[[ TEXT PASSAGE, beginning ]]
I’ve watched the show the ‘The Biggest Loser’ a few times and come away each time with the same thought, “This is the most dangerous, manipulative show I’ve ever seen on television.”
Medically speaking, to encourage individuals to lose weight at these tremendous rates is very unhealthy and extremely dangerous. Weight loss experts often advise against losing more than 1-2 lbs of body weight per week. This is equal to reducing one’s average weekly caloric intake by 3,000-7,000 calories per week. That’s enough food to feed 4-8 people at dinner!
Cutting out too many calories leads to a variety of metabolic and psychological stressors that can result in extreme levels of muscle and organ protein loss, malnutrition as well as kidney, liver or heart dysfunction. From a behavior modification-psycholgical perspective, rapid weight loss is one of the highest risk factors for rapid weight increases after attempting weight reduction.
The other problem with the show is the excessive reliance on exercise as a means to accelerate weight loss. As I’ve posted before, exercise is not an effective method of weight loss for the average person. Exercise is excellent for weight maintenance, cardiovascular fitness and mental health but has been shown to result in slowing the rate of weight loss as the intensity of exercise increases. I’m sorry to say it, but it’s true!
So my advice is slow down! We didn’t put this weight on quickly, and learning to change our behaviors and develop a new level of understanding and appreciation for carbohydrate and weight reduction is a medthodical, 3-steps forward and 1-2 steps backward process.
Shows like “The Biggest Loser” only serve to undermine the health of the contestants as well as the viewing public.
I agree, I don’t even watch that show. I have one of the cookbooks of theirs, and let me tell you…yes you would have to exercise a lot to cover the calories of the meal plans…Not realistic for most people!
Absolutely agree with you , Dr. N. I think each season it’s getting more dangerous, plus I think it shows an unrealistic approach to losing weight – your average person of this size won’t be able to afford the time, energy, consultation, etc to do what these people are doing in such a short amount of time. Thanks for posting.
It would seem that it is safe to say that what makes good TV in “reality”-based or self-help programming usually does not mirror what is desirable or safe in real life. Much like Dr. Phil in no way represents good therapy and probably in the end leaves people more harmed than helped, the Biggest Loser may also exploit and eventually leave people in a worse-off position once the cameras are long gone.
[[ TEXT PASSAGE, end ]]
[[ EXERCISE DATA, beginning ]]
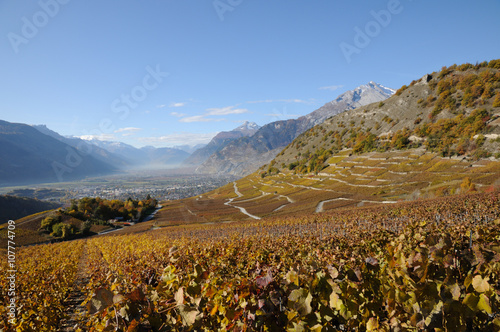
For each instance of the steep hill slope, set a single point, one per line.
(247, 154)
(454, 112)
(221, 140)
(27, 156)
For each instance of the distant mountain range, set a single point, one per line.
(147, 156)
(28, 156)
(33, 154)
(246, 154)
(220, 141)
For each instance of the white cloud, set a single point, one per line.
(198, 118)
(128, 130)
(226, 111)
(179, 139)
(177, 114)
(101, 137)
(332, 87)
(296, 101)
(177, 105)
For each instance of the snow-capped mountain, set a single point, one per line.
(245, 155)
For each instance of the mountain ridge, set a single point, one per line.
(243, 156)
(220, 141)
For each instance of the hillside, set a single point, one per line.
(245, 155)
(454, 112)
(418, 266)
(28, 156)
(12, 208)
(405, 148)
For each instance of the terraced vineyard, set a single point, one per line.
(349, 181)
(424, 265)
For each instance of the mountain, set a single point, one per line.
(84, 147)
(28, 156)
(132, 155)
(143, 157)
(222, 139)
(454, 112)
(438, 136)
(12, 208)
(246, 154)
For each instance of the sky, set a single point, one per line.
(176, 72)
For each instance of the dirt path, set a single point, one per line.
(72, 304)
(243, 210)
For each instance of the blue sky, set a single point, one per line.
(172, 72)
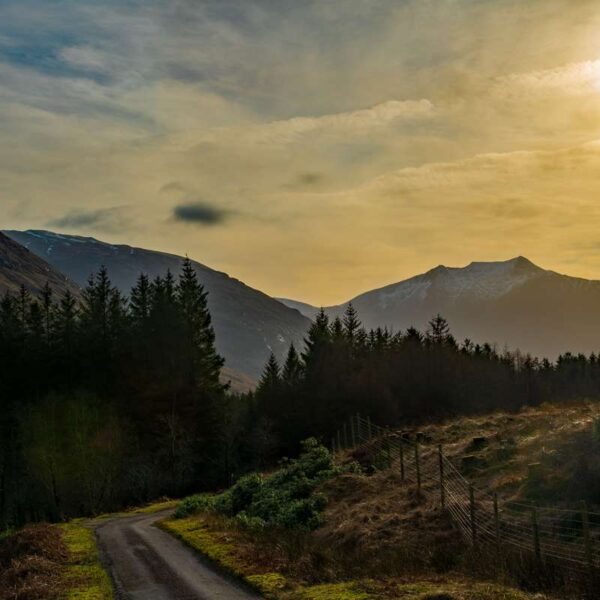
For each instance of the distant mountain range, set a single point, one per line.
(19, 266)
(249, 325)
(513, 303)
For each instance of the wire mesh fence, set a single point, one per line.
(566, 537)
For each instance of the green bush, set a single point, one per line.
(288, 498)
(596, 430)
(194, 504)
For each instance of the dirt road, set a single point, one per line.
(148, 564)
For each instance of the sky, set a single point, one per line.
(312, 149)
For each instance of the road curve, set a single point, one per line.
(147, 563)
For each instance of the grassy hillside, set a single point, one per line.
(373, 536)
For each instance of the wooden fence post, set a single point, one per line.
(472, 513)
(401, 458)
(587, 540)
(496, 521)
(418, 465)
(442, 483)
(536, 534)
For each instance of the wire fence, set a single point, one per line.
(568, 538)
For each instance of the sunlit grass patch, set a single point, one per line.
(84, 575)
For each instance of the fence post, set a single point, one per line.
(401, 458)
(442, 483)
(418, 465)
(388, 450)
(587, 540)
(536, 534)
(472, 513)
(496, 521)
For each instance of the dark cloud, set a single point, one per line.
(172, 186)
(200, 213)
(108, 219)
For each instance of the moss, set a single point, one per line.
(196, 534)
(268, 583)
(332, 591)
(85, 578)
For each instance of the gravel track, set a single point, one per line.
(146, 563)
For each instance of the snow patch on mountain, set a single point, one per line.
(478, 280)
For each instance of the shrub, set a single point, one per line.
(193, 504)
(596, 430)
(287, 499)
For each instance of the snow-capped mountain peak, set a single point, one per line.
(481, 280)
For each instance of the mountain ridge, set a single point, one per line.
(512, 303)
(20, 267)
(248, 323)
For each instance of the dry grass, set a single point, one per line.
(376, 526)
(551, 438)
(31, 564)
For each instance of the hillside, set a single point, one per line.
(374, 535)
(512, 303)
(249, 325)
(19, 266)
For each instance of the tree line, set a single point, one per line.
(404, 378)
(108, 400)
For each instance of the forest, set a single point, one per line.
(108, 401)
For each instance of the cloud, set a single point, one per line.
(200, 213)
(108, 219)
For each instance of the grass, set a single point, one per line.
(375, 526)
(241, 553)
(84, 576)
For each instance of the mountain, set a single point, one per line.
(19, 266)
(512, 303)
(248, 324)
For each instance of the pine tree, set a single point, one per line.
(271, 376)
(337, 330)
(205, 365)
(48, 311)
(438, 331)
(140, 301)
(351, 322)
(292, 369)
(318, 338)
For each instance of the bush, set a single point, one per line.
(194, 504)
(287, 499)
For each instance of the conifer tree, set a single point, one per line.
(351, 322)
(271, 376)
(292, 369)
(206, 364)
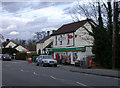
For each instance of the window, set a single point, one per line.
(55, 40)
(68, 41)
(60, 39)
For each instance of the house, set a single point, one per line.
(10, 44)
(46, 42)
(72, 41)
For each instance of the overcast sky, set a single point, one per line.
(23, 19)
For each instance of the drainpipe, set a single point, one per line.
(73, 39)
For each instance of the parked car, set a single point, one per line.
(46, 60)
(77, 63)
(6, 57)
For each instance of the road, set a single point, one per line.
(21, 73)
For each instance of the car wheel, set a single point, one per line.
(55, 65)
(37, 64)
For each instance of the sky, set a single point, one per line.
(22, 19)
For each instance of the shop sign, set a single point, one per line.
(83, 49)
(61, 39)
(70, 36)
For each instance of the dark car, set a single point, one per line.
(6, 57)
(46, 60)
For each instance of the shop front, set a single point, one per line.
(68, 55)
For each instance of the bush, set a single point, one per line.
(21, 56)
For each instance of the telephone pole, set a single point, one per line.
(113, 40)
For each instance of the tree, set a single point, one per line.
(31, 45)
(101, 14)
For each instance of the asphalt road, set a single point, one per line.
(21, 73)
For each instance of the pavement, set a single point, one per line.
(101, 72)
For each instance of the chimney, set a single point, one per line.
(48, 33)
(7, 40)
(53, 31)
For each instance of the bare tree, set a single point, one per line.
(31, 45)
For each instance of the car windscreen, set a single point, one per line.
(47, 57)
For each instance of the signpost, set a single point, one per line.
(29, 58)
(14, 54)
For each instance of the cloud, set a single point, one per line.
(14, 33)
(13, 7)
(33, 18)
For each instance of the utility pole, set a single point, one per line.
(113, 40)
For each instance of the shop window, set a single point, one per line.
(75, 56)
(60, 39)
(55, 40)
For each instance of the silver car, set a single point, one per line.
(46, 60)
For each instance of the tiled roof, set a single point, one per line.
(68, 28)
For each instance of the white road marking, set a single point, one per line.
(52, 77)
(86, 74)
(81, 84)
(117, 78)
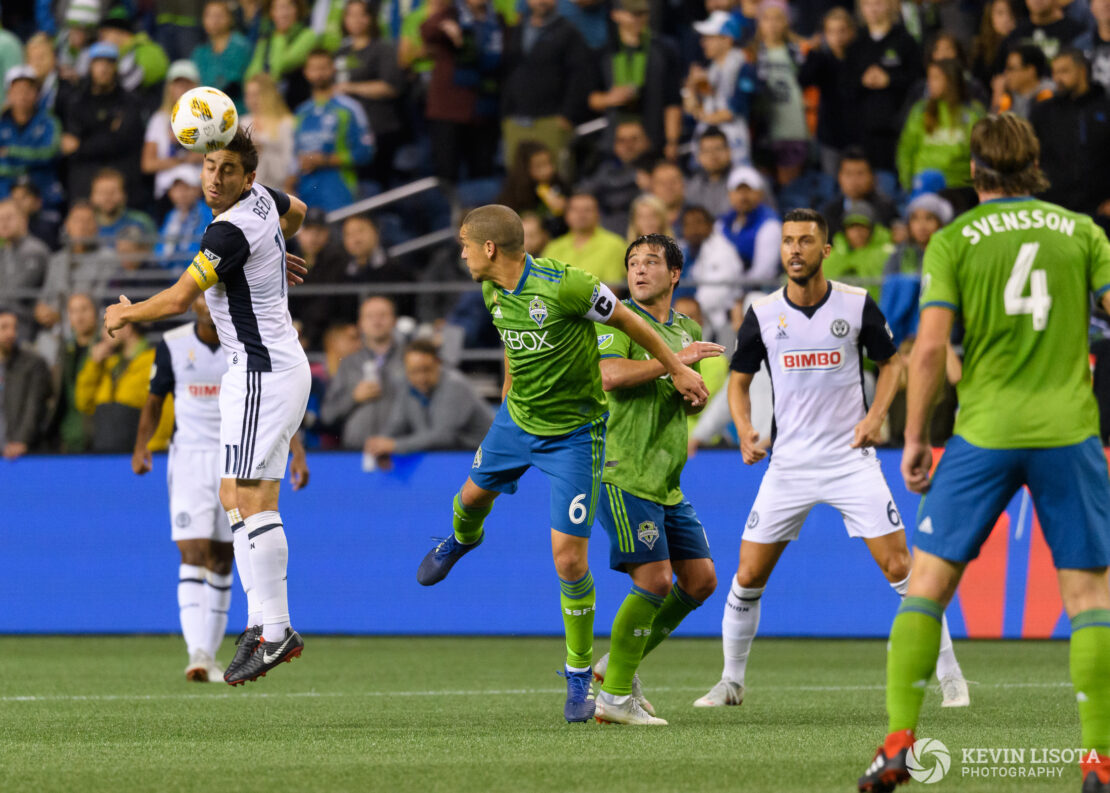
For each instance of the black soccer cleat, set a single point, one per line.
(245, 645)
(266, 655)
(888, 769)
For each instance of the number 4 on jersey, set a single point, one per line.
(1039, 301)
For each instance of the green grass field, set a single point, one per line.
(114, 714)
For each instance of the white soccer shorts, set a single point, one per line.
(195, 513)
(259, 413)
(784, 502)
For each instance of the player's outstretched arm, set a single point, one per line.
(169, 302)
(626, 373)
(869, 431)
(148, 424)
(926, 370)
(686, 380)
(291, 221)
(739, 405)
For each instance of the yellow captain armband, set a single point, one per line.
(203, 269)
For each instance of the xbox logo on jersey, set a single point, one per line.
(919, 764)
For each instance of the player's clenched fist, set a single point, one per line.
(750, 449)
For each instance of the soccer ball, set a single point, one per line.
(204, 119)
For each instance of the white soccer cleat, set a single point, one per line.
(725, 692)
(628, 712)
(198, 671)
(955, 691)
(637, 689)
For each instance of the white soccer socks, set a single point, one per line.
(191, 602)
(947, 664)
(218, 589)
(269, 552)
(738, 629)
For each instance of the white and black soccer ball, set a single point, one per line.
(204, 119)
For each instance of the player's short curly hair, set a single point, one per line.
(672, 253)
(1005, 151)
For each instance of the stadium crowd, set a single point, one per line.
(716, 117)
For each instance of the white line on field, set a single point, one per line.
(445, 692)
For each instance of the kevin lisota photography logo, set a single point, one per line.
(929, 761)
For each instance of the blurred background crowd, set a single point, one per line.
(597, 120)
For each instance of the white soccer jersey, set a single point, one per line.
(190, 370)
(814, 357)
(242, 265)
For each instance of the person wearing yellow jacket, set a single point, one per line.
(112, 388)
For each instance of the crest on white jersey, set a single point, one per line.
(537, 310)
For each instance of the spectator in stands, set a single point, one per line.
(536, 236)
(720, 96)
(223, 57)
(78, 34)
(648, 216)
(464, 42)
(1073, 129)
(332, 139)
(937, 133)
(42, 221)
(777, 63)
(360, 397)
(162, 156)
(1026, 83)
(82, 265)
(668, 184)
(29, 138)
(547, 76)
(22, 263)
(112, 388)
(708, 187)
(533, 184)
(1047, 28)
(369, 71)
(752, 226)
(885, 63)
(272, 128)
(1096, 46)
(587, 246)
(827, 69)
(856, 182)
(614, 182)
(180, 237)
(102, 128)
(861, 250)
(142, 62)
(996, 23)
(439, 409)
(24, 391)
(283, 51)
(40, 56)
(109, 200)
(641, 79)
(73, 429)
(925, 216)
(714, 270)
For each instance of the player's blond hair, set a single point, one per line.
(498, 224)
(1006, 151)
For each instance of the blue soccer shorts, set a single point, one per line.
(644, 531)
(572, 463)
(971, 487)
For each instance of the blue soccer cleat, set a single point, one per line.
(578, 706)
(441, 559)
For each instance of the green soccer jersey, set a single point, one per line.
(1019, 272)
(645, 440)
(547, 327)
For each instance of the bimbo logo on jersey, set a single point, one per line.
(811, 360)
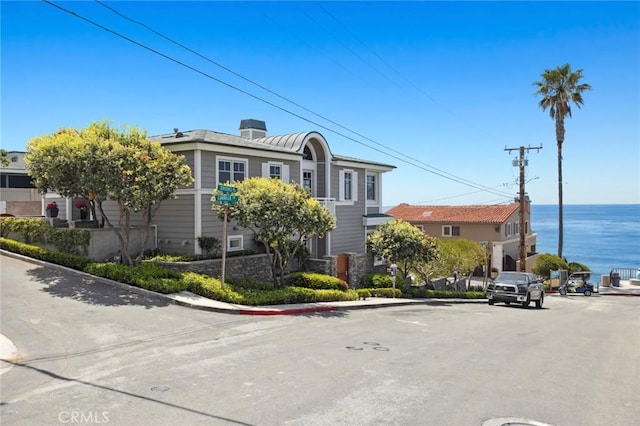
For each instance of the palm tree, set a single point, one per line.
(558, 88)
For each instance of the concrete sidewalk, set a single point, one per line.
(192, 300)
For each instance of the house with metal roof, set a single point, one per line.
(350, 188)
(497, 227)
(18, 194)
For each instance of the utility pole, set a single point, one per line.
(522, 163)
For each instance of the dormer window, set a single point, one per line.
(307, 154)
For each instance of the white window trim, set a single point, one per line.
(284, 170)
(450, 227)
(376, 195)
(232, 160)
(239, 238)
(354, 187)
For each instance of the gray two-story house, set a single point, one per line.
(350, 188)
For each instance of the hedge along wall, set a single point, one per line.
(254, 266)
(360, 264)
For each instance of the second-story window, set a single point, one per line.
(231, 170)
(450, 231)
(307, 180)
(371, 188)
(348, 186)
(275, 171)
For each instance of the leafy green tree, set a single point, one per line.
(559, 88)
(547, 262)
(402, 243)
(102, 163)
(282, 216)
(454, 255)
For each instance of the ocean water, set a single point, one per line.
(602, 237)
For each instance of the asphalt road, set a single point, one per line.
(89, 353)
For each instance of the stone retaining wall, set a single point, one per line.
(242, 267)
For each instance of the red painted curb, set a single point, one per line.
(297, 311)
(620, 294)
[[ EXERCISE DATA, end ]]
TASKS >>
A) In the post about The Biggest Loser, copy the passage from "The other problem" up to and including "steps backward process.".
B) According to the post about The Biggest Loser, why is losing weight at the show's rates dangerous? Answer in one to three sentences.
The records have nothing to do with the text.

EXERCISE RESPONSES >>
A)
The other problem with the show is the excessive reliance on exercise as a means to accelerate weight loss. As I’ve posted before, exercise is not an effective method of weight loss for the average person. Exercise is excellent for weight maintenance, cardiovascular fitness and mental health but has been shown to result in slowing the rate of weight loss as the intensity of exercise increases. I’m sorry to say it, but it’s true!
So my advice is slow down! We didn’t put this weight on quickly, and learning to change our behaviors and develop a new level of understanding and appreciation for carbohydrate and weight reduction is a medthodical, 3-steps forward and 1-2 steps backward process.

B) Cutting out too many calories causes metabolic and psychological stressors that can lead to extreme muscle and organ protein loss, malnutrition, and kidney, liver or heart dysfunction. Rapid weight loss is also one of the highest risk factors for rapid weight gain afterward.